* Your goal:
Some lines in the material below hold the word "dish". Copy all of them.

______

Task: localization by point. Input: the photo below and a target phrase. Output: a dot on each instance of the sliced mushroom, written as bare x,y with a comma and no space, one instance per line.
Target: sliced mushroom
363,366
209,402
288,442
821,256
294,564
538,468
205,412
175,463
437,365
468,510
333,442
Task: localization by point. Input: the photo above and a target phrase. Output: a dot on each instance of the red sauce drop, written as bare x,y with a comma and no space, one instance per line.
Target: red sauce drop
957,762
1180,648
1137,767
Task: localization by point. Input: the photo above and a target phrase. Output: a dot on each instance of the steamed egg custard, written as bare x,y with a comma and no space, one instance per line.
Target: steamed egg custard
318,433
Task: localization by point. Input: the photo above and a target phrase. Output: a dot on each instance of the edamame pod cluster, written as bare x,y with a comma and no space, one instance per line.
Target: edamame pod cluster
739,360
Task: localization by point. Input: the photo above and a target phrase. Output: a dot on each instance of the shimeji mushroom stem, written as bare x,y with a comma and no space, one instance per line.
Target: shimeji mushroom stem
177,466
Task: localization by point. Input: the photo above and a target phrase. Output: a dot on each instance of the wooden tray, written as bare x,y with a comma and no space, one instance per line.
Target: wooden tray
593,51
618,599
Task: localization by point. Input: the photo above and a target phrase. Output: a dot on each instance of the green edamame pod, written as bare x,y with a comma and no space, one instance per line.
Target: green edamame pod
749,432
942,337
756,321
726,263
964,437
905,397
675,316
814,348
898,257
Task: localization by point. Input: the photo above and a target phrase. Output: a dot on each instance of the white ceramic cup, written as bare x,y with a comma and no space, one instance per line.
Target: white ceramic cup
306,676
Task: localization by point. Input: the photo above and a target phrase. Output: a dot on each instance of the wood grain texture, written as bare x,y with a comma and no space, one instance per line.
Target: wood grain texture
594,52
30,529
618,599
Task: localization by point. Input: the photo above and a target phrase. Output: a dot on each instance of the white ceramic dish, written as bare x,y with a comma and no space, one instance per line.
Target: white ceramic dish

______

* Solution:
Task: localization by point. Input: the photo above and a target phrase. Output: a dot on each instance of the white ceramic dish, written as bare x,y with a comma and no space, one instance per line.
Target: white ceramic dish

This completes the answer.